▶ **EXCERPT PROVIDED**
..........
Students are the main targets and main victims of bad education policy. Across the country, they are taking the lead in defending their right to learn.

Today, students in Colorado will lead their own protest:

 

 

FOR IMMEDIATE RELEASE

WHAT : Students standing up for our education

WHEN : March 14th, 2013 from 11am – 2:30pm

WHERE : West Steps of the Colorado State Capitol

On February 23rd, students gathered to discuss what is wrong with the current education system and how they could get their voices heard. From there, the students developed an action plan to have their voices heard.

We, the students, are standing up for our education. We no longer want to be part of the cookie-cutter system where everyone is taught the same and forced to take a standardized test that we memorize answers to, making us products of the public education assembly line.

In the past few years, the Colorado State Legislature has passed bills to change how our schools are evaluated. In result, schools have been labeled “Turnaround status” or have been shut down. Students have been confined to their desks to learn certain knowledge for the sake of the test, while putting aside classes for life-skills.
..........
▶ **AVAILABLE DATA**
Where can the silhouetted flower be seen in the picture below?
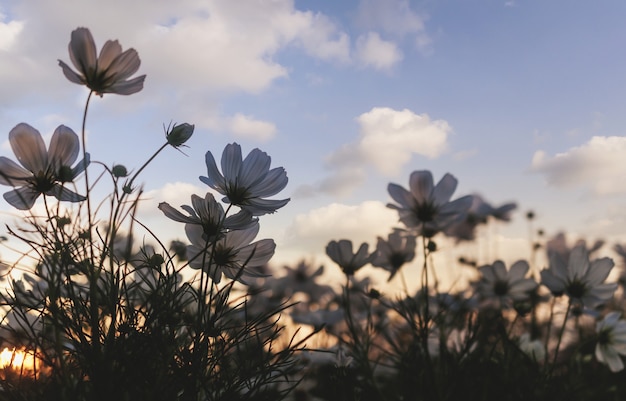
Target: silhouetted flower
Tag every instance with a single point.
..........
▶ **WHAT IS ASKED**
Reproduce word for word the stretch from "FOR IMMEDIATE RELEASE" through "have their voices heard." in the press release above about the Colorado student protest.

▶ **SOLUTION TO THIS TASK**
FOR IMMEDIATE RELEASE

WHAT : Students standing up for our education

WHEN : March 14th, 2013 from 11am – 2:30pm

WHERE : West Steps of the Colorado State Capitol

On February 23rd, students gathered to discuss what is wrong with the current education system and how they could get their voices heard. From there, the students developed an action plan to have their voices heard.